AIM OF THE EXERCISE: Your answer should hold only the lines from the start of the data below through the line with "Target: roof canopy", copied exactly, with pictures left out.

RECORDED INFORMATION:
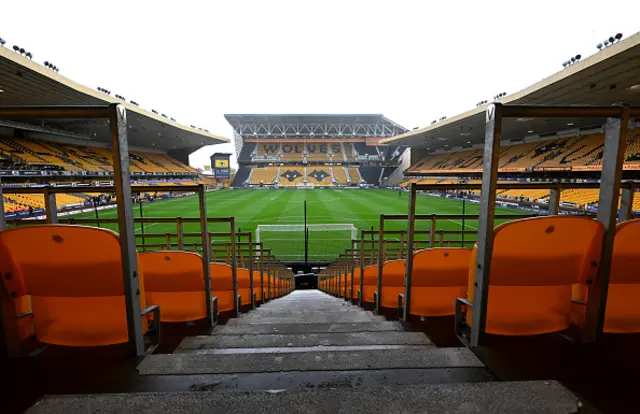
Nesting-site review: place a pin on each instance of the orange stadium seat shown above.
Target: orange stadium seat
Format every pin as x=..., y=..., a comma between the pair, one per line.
x=75, y=283
x=439, y=276
x=222, y=286
x=370, y=283
x=257, y=285
x=623, y=307
x=244, y=285
x=622, y=314
x=534, y=265
x=175, y=281
x=393, y=272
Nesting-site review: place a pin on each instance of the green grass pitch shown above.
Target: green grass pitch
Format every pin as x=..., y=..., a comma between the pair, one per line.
x=360, y=207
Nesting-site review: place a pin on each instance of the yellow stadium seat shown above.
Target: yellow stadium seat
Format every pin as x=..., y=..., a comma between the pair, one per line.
x=74, y=282
x=439, y=276
x=535, y=263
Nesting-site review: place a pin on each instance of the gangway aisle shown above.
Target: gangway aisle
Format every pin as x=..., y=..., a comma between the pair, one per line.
x=312, y=352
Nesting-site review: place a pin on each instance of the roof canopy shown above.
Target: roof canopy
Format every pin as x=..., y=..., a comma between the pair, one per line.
x=318, y=126
x=25, y=82
x=609, y=76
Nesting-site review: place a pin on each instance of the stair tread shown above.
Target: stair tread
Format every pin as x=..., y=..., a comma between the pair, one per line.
x=426, y=357
x=505, y=397
x=300, y=340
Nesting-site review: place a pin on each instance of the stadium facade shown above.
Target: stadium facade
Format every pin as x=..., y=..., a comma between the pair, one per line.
x=537, y=149
x=77, y=152
x=306, y=151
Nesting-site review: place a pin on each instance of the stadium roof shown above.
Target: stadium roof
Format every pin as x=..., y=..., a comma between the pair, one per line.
x=25, y=82
x=611, y=75
x=313, y=125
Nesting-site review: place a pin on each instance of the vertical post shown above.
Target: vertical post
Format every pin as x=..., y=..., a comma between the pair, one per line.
x=554, y=201
x=142, y=223
x=262, y=275
x=346, y=277
x=432, y=231
x=3, y=223
x=51, y=210
x=251, y=286
x=179, y=232
x=234, y=265
x=492, y=133
x=616, y=131
x=306, y=235
x=122, y=181
x=269, y=271
x=206, y=253
x=381, y=251
x=626, y=203
x=361, y=267
x=408, y=274
x=463, y=216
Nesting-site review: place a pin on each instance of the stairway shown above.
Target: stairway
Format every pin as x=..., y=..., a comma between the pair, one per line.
x=311, y=352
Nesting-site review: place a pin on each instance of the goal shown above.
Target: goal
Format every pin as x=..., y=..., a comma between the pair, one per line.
x=287, y=241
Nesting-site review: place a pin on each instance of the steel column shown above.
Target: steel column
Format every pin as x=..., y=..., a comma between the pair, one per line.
x=51, y=210
x=179, y=231
x=126, y=229
x=3, y=223
x=626, y=203
x=616, y=131
x=234, y=266
x=554, y=201
x=408, y=274
x=206, y=253
x=493, y=129
x=381, y=252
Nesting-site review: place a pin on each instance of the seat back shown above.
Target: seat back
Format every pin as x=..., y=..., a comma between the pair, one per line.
x=623, y=304
x=534, y=265
x=222, y=286
x=370, y=283
x=439, y=276
x=257, y=284
x=393, y=272
x=244, y=284
x=74, y=277
x=175, y=281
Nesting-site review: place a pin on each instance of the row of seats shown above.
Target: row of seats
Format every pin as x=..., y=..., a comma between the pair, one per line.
x=67, y=284
x=78, y=158
x=560, y=153
x=541, y=272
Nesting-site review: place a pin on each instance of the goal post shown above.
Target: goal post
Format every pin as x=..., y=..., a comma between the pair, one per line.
x=287, y=241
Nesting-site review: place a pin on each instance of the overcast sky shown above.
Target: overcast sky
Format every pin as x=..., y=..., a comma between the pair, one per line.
x=413, y=61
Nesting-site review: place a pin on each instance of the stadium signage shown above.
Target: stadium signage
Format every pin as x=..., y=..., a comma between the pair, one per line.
x=299, y=148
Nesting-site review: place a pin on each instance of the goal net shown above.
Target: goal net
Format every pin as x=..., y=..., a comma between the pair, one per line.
x=325, y=241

OUTPUT OF THE EXERCISE:
Nesting-site review: place a pin on each instance of the orange stadium seat shown above.
Target: orange stadium seat
Format every pin as x=..., y=..., a comma between the pair, one per line.
x=75, y=283
x=439, y=276
x=222, y=286
x=370, y=283
x=257, y=285
x=623, y=307
x=244, y=285
x=622, y=314
x=534, y=265
x=175, y=281
x=393, y=272
Nesting-site review: place a pin on each instance of the green grass pitch shown above.
Target: green grass pitch
Format every pin as x=..., y=..., a comma between the pair, one per line.
x=360, y=207
Nesting-site review: place a pin on each instance of the yellow stadium seat shown above.
Target: yellow stadium seat
Format every pin as x=..., y=..., a comma between the pair, one per line.
x=74, y=282
x=439, y=276
x=535, y=263
Nesting-site review: place a pin on each instance of the gangway aisle shown above.
Target: gangway aisle
Format every pin as x=..., y=..., a comma between the pair, one per line.
x=312, y=352
Nesting-site review: place a pin on each instance of the roof canopy shown above.
Target: roof canopy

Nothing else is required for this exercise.